▶ _The exercise_:
Continue the news excerpt about Myanmar's planned prisoner amnesty, picking up after its final sentence.

▶ _Text excerpt_:

-- begin --

Myanmar President Thein Sein, pictured in 2010. Myanmar's new military-backed government is preparing to grant an amnesty to some prisoners, an official said Monday, but it was unclear whether they would include political dissidents.
The move is expected to coincide with President Thein Sein's visit to Indonesia from Thursday to attend a summit of Southeast Asian leaders, his first overseas trip since he was sworn in as head of state on March 30.
"Some prisoners will be released around the time of the president's first state visit," said the official, who spoke on condition of anonymity and did not provide further details.
According to the London-based human rights group Amnesty International there are more than 2,200 political prisoners in Burma being held under vague laws frequently used to criminalise peaceful political activists.
Opposition leader Aung San Suu Kyi was released from house arrest in November shortly after an election that led to the handover of power from the military to a nominally civilian government.

-- end --

[Rows of box annotation data]

-- begin --

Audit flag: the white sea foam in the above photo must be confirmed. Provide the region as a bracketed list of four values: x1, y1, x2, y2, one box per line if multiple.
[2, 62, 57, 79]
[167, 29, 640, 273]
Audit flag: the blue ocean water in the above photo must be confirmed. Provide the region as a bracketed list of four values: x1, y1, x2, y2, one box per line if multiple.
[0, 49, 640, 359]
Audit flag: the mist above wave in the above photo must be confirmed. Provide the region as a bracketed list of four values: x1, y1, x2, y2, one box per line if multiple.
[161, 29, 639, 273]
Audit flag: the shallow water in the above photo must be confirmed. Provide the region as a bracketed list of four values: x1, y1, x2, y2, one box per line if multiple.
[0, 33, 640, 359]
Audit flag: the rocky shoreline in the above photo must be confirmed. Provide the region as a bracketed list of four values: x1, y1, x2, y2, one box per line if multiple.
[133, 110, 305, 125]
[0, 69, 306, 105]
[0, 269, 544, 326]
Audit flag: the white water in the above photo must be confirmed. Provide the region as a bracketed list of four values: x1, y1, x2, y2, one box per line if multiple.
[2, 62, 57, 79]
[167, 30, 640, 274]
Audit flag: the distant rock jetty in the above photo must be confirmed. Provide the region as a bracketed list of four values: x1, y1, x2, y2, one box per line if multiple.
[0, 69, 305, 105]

-- end --

▶ _The output_:
Her release was welcomed worldwide, but Western governments who impose sanctions on Burma have urged the new government to do more to demonstrate its commitment to improving its much criticised human rights record.
Thein Sein, who was prime minister under the now-disbanded junta headed by former leader General Than Shwe, is one of a group of generals who shed their army uniforms to successfully stand in the November poll.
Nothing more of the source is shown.